▸ Prompt
Reproduce all of the items below, replacing every occurrence of "negative clicks" with "background clicks" and leaving everything else unchanged.
-- -- --
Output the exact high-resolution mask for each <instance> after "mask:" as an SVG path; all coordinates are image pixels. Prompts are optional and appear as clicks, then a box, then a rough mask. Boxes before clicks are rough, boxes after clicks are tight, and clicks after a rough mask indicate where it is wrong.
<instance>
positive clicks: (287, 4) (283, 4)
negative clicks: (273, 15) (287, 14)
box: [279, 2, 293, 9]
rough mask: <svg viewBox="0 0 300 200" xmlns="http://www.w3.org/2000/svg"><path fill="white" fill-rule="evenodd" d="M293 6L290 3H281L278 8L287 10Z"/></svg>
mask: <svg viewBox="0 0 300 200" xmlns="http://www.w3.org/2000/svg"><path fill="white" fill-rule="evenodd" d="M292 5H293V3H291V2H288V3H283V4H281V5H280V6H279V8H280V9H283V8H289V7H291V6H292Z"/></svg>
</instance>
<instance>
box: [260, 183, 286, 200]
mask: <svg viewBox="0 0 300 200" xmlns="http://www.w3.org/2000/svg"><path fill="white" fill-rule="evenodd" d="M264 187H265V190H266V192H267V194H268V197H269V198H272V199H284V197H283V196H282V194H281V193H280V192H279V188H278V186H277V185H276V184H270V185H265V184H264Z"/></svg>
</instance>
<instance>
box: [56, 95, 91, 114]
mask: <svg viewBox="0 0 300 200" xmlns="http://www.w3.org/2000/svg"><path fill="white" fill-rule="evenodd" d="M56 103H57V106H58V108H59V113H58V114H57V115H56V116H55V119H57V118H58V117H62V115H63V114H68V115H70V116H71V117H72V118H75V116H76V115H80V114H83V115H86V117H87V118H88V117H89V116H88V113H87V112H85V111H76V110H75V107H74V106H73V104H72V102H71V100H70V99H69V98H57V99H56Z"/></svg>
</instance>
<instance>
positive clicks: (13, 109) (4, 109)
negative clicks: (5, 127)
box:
-- -- --
▸ Result of the task
Output the exact high-resolution mask for each <instance> after "mask:" as an SVG path; all coordinates are image pixels. Prompts are optional and appear as clicks, then a box, then a rough mask. Boxes before clicks are rough, boxes after clicks are tight, and clicks after a rough mask indicate where it is wrong.
<instance>
positive clicks: (287, 4) (283, 4)
background clicks: (273, 15) (287, 14)
box: [279, 2, 293, 9]
rough mask: <svg viewBox="0 0 300 200" xmlns="http://www.w3.org/2000/svg"><path fill="white" fill-rule="evenodd" d="M293 6L290 3H281L278 8L287 10Z"/></svg>
mask: <svg viewBox="0 0 300 200" xmlns="http://www.w3.org/2000/svg"><path fill="white" fill-rule="evenodd" d="M292 5H293V3H291V2H288V3H283V4H281V5H280V6H279V8H280V9H283V8H289V7H291V6H292Z"/></svg>
</instance>
<instance>
box: [260, 183, 286, 200]
mask: <svg viewBox="0 0 300 200" xmlns="http://www.w3.org/2000/svg"><path fill="white" fill-rule="evenodd" d="M264 187H265V190H266V192H267V194H268V197H269V198H272V199H284V197H283V196H282V194H281V193H280V192H279V188H278V186H277V185H276V184H270V185H265V184H264Z"/></svg>
</instance>
<instance>
box: [56, 95, 91, 114]
mask: <svg viewBox="0 0 300 200" xmlns="http://www.w3.org/2000/svg"><path fill="white" fill-rule="evenodd" d="M56 103H57V106H58V108H59V113H58V114H57V115H56V116H55V119H57V118H58V117H62V115H63V114H68V115H70V116H71V117H72V118H75V116H76V115H80V114H83V115H86V117H87V118H88V117H89V116H88V113H87V112H85V111H76V110H75V107H74V106H73V104H72V102H71V100H70V99H69V98H57V99H56Z"/></svg>
</instance>
<instance>
positive clicks: (13, 109) (4, 109)
background clicks: (5, 127)
box:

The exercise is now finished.